§ **What is being asked**:
Locate every line in the listing below that contains the string "grey", matching case exactly, and copy each of those lines.

§ **Excerpts from a detection dataset**:
## Begin
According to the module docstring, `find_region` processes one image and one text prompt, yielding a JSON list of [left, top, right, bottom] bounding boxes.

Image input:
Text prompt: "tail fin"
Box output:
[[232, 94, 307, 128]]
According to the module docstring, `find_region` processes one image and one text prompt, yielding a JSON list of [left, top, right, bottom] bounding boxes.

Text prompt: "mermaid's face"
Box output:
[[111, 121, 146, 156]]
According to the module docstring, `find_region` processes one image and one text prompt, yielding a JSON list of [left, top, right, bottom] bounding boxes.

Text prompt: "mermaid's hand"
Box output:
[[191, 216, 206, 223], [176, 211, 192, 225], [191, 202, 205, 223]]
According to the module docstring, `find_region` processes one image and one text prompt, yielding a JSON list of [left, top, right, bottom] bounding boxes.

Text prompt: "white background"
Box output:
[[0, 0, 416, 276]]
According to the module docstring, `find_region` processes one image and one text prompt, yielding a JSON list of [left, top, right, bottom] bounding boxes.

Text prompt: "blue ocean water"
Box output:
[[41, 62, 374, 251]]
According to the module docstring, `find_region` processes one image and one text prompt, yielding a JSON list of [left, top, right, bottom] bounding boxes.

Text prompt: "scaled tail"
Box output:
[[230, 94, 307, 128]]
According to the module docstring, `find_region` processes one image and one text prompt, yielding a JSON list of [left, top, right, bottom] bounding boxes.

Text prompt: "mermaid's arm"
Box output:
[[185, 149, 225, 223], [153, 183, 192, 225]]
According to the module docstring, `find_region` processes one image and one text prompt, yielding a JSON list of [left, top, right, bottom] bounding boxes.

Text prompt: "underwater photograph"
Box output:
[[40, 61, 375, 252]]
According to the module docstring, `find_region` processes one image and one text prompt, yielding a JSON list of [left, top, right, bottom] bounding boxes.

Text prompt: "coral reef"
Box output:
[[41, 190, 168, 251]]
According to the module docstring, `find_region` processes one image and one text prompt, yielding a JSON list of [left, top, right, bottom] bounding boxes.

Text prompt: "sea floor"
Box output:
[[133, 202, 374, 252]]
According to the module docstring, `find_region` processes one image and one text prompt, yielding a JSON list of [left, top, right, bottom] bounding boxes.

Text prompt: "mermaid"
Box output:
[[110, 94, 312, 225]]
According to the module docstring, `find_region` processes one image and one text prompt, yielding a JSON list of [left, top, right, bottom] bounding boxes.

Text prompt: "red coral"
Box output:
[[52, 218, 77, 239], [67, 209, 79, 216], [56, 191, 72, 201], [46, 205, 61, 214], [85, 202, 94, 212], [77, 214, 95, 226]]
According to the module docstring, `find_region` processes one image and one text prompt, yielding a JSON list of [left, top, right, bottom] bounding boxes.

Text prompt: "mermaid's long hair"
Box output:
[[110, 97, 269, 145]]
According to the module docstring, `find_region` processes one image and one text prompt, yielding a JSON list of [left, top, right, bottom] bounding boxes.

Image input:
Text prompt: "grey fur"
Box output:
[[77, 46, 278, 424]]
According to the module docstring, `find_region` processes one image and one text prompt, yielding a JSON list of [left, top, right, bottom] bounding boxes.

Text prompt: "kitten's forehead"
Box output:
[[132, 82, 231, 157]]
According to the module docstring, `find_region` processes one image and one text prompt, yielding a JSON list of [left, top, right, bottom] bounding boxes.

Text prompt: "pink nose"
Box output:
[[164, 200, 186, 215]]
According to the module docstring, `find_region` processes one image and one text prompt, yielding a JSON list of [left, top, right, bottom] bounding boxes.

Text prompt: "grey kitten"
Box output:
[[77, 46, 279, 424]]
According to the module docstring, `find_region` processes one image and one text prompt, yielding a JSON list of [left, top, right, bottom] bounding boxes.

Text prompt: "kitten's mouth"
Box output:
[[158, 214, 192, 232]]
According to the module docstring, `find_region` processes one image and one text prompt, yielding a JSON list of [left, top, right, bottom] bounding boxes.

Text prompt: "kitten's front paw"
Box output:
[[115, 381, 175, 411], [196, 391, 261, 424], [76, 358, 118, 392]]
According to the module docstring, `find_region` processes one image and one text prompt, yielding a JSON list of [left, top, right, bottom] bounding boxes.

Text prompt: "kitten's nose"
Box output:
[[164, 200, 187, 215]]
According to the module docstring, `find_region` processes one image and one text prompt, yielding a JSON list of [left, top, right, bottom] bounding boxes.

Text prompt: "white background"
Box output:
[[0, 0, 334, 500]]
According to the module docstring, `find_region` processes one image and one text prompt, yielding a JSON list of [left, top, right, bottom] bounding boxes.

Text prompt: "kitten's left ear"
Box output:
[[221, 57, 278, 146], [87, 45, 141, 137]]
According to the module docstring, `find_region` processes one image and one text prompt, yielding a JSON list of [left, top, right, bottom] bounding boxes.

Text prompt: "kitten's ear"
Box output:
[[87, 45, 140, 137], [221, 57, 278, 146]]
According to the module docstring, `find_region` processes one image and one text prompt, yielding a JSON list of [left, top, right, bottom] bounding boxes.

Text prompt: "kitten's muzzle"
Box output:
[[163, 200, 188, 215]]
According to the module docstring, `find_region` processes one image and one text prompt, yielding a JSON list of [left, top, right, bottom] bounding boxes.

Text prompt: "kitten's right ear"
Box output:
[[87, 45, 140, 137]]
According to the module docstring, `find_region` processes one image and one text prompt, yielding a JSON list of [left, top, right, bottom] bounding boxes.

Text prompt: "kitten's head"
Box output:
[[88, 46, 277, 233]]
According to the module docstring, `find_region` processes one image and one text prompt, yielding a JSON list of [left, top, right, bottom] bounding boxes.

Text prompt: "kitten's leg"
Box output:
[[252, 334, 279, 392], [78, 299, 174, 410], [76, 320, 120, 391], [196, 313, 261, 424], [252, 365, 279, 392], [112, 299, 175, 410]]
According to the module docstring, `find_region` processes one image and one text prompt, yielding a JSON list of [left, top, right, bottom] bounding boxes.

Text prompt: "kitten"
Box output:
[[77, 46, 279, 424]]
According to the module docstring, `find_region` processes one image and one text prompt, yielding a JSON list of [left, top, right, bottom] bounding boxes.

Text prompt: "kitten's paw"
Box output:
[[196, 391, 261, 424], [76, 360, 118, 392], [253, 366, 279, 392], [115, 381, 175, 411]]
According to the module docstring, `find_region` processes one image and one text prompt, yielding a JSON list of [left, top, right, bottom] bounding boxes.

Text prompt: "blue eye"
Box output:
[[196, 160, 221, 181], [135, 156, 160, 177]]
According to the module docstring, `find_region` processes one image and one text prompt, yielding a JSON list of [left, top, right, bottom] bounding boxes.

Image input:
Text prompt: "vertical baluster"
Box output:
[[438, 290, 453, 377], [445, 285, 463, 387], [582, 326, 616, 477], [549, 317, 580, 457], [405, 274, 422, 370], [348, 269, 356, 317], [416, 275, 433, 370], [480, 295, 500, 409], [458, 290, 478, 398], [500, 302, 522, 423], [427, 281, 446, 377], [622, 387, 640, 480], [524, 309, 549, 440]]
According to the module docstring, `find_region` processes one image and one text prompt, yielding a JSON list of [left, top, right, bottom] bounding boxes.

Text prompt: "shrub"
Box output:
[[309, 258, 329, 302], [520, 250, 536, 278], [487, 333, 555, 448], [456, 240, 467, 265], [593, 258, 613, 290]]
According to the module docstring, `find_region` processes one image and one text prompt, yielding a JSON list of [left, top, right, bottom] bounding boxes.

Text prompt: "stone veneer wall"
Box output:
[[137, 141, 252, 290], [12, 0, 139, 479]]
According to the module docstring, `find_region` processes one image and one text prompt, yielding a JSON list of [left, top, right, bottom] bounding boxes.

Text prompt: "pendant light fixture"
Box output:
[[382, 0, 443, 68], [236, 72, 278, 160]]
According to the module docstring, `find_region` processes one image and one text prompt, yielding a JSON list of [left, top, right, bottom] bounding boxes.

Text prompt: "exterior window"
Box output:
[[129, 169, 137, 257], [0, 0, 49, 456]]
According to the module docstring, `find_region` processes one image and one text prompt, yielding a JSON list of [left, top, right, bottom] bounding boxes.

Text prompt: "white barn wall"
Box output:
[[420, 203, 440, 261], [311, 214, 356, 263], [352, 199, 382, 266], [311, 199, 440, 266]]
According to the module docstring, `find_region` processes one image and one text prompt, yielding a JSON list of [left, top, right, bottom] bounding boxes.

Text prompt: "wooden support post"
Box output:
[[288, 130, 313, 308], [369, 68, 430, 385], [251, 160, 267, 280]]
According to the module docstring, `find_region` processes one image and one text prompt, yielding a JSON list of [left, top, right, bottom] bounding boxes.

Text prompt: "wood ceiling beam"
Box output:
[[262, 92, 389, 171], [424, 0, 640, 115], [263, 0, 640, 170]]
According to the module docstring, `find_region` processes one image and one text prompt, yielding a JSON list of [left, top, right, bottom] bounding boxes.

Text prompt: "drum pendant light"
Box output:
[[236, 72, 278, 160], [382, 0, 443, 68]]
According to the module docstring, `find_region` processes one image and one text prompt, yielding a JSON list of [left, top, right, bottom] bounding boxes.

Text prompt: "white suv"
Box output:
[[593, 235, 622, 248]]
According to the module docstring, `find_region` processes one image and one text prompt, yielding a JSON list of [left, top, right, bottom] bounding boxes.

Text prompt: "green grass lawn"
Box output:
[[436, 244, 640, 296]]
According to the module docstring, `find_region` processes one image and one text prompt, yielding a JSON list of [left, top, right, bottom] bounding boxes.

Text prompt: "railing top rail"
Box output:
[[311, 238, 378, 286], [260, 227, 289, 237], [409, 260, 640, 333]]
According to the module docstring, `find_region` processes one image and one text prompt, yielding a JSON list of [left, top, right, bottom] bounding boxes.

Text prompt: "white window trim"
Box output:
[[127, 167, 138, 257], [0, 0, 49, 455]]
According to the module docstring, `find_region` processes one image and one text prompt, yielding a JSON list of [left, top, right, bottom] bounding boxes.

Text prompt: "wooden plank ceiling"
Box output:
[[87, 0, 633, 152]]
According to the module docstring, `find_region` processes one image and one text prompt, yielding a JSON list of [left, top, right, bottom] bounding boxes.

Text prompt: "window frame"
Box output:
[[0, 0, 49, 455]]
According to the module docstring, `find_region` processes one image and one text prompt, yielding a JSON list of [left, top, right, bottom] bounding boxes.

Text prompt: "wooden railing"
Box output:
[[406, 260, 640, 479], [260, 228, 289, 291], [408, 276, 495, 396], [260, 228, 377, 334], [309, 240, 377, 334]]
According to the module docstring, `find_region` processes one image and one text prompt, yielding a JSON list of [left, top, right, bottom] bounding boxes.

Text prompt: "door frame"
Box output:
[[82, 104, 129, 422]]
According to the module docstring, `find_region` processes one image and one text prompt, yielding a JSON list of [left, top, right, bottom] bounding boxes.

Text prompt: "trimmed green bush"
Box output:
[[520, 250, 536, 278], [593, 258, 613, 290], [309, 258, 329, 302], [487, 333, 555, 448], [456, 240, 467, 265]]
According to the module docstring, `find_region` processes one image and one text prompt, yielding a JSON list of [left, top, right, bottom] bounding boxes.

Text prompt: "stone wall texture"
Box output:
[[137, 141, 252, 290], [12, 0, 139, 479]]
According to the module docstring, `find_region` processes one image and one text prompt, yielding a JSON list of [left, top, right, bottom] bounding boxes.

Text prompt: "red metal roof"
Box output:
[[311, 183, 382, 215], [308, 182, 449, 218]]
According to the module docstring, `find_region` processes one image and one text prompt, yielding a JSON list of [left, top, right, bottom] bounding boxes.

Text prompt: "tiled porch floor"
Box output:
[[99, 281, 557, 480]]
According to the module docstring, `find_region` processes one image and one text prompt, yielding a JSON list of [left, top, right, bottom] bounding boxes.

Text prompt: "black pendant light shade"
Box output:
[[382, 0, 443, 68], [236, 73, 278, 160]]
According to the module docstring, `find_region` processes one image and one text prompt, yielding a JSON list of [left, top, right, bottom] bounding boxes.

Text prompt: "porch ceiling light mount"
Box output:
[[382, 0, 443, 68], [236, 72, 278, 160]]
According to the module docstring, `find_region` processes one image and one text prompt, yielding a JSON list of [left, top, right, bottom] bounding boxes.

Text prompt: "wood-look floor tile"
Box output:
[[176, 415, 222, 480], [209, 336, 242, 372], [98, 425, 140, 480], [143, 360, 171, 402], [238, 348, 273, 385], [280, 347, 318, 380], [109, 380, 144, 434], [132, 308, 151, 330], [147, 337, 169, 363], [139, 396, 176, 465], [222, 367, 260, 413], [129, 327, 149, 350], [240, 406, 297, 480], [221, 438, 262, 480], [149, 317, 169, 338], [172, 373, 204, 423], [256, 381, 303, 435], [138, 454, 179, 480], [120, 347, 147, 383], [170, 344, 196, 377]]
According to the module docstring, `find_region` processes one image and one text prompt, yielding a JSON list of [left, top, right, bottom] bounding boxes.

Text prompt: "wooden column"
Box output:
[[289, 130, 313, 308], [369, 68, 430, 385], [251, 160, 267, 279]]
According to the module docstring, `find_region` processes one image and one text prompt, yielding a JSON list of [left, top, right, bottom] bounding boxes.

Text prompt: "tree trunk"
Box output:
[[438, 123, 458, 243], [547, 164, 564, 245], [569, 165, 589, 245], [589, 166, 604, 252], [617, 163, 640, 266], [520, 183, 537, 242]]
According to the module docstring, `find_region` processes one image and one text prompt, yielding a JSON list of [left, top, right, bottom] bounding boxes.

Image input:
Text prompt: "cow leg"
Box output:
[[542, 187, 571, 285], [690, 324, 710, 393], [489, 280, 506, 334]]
## End
§ **Solution for this exercise**:
Text prompt: "grey fur"
Text prompt: "grey kitten"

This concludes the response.